### EXERCISE REQUIREMENTS
A – Answer each question from the podcast excerpt.
(i) What name does Clarke give himself?
(ii) What does John call the flip side of the honest reckoning with capacity?
(iii) What do the people Clarke visits on his side quests make?
B – In the podcast excerpt, what aspects of capability does John name explicitly when he describes an honest reckoning with capacity? List all of them.
C – Extract the passage of the podcast excerpt from "So it can be" to "where I'm special.".
* begin TEXT EXCERPT *
Clarke: What's really important is that people have a list. They have a what list and a what not list. This is one of the most powerful things I can tell you, anyone to do. List out what you do and what you don't do. And the what nots, that's what we don't do. And of those two lists, the what nots is the most important. It's far easier to filter out by saying what you don't do than trying to figure out what you do.
John: There's two things that come to mind in terms of things that I talk about a lot and have talked about on this podcast. One, I mentioned to you before we turned on the recorder, but I talk all the time about the need for an honest reckoning with capacity. And that's understanding what my capabilities are, both in terms of time and energy, but also skillset and interest and all the rest. I often say the flip side of that coin is what I refer to as the brutal assessment of priority. It's brutal because…
Clarke: Oh I like your play with words. Brilliant.
John: Yeah, I think you and I are kindred spirits in that way, but it's brutal because we don't like to say no to things. We like to be pleasers. But that brutal assessment is incredibly valuable and it can be done in lots of different framings, right?
So it can be done at a micro level in terms of how am I going to plan my day. It can be done at a strategic level in terms of, and I think most lawyers in law practices would say, if you specialize in family law, then you probably shouldn't take a traffic ticket case. And we instinctively do it in certain areas, but then I don't think we take it quite far enough sometimes.
Clarke: No. If you look at us, we've got a Venn diagram, both of us here, in our branding. So I got, I guess, software development, modern software development, and the theory of constraints. So the bottleneck stuff. So that's my name, the bottleneck guy, and all of my stuff is in there. Interesting thing about that that as a business is that describes my bullseye. But I get other people come because they go, oh, actually, it's just the same. Your stuff applies here. But that's where I'm special.
You've got Agile and attorneys. And every single business has some form of that. And niching down, finding the right niche, finding that right bullseye, it actually starts by saying what not. This is what I do not do. The surprising thing is, I've actually just to reframe that for myself, because I've realized that I'm, have had manufacturing people come to me or even non-software people is probably a fairer way of doing it.
And I've found that as a business, what's been really helpful for me is that I have focused in on the thing I do the very best. But then I get these lovely side quests where I get to go off and talk to people that make parachutes. And it's just so fascinating and fun. I still earn a good living from both of those worlds.
But at the end of the day, I know this is probably obvious to every lawyer attorney that's actually listening to this. I have a Venn diagram here with probably law and then one other thing. But adding another bubble onto that, so that you even niche in further and you just become clearer about that. And maybe that other bubble is stuff I love. But then if you look at a Venn diagram and you zoom out, the what nots are all of the stuff that lives on the outside of it.
And most of us don't actually articulate that. But when we say it out loud, so for instance, if I said, I don't work with tobacco companies. And I don't, and none of them are ever going to contact me. But that would be a what not. It would be a fairly useless one to me because it's not relevant. But listing out and being really explicit and actually putting the words on paper or saying them out loud, it's just the best way to give you clarity about what sits in the middle.
* end TEXT EXCERPT *
* begin DATASET ROWS *
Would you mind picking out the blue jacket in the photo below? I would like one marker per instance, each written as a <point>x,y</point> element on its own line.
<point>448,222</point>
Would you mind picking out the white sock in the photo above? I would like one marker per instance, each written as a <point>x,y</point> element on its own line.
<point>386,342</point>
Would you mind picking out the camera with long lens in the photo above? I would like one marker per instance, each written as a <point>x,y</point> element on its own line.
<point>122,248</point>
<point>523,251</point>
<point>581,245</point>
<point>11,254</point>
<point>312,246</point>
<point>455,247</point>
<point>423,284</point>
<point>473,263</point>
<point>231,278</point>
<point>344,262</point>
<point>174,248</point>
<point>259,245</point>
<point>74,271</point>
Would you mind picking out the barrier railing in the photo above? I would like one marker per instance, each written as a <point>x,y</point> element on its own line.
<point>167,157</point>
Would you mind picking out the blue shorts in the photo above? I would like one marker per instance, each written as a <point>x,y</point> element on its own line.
* end DATASET ROWS *
### ANSWERS TO THE PROBLEMS
A –
(i) The bottleneck guy.
(ii) The brutal assessment of priority.
(iii) Parachutes.

B –
- Time
- Energy
- Skillset
- Interest

C –
So it can be done at a micro level in terms of how am I going to plan my day. It can be done at a strategic level in terms of, and I think most lawyers in law practices would say, if you specialize in family law, then you probably shouldn't take a traffic ticket case. And we instinctively do it in certain areas, but then I don't think we take it quite far enough sometimes.
Clarke: No. If you look at us, we've got a Venn diagram, both of us here, in our branding. So I got, I guess, software development, modern software development, and the theory of constraints. So the bottleneck stuff. So that's my name, the bottleneck guy, and all of my stuff is in there. Interesting thing about that that as a business is that describes my bullseye. But I get other people come because they go, oh, actually, it's just the same. Your stuff applies here. But that's where I'm special.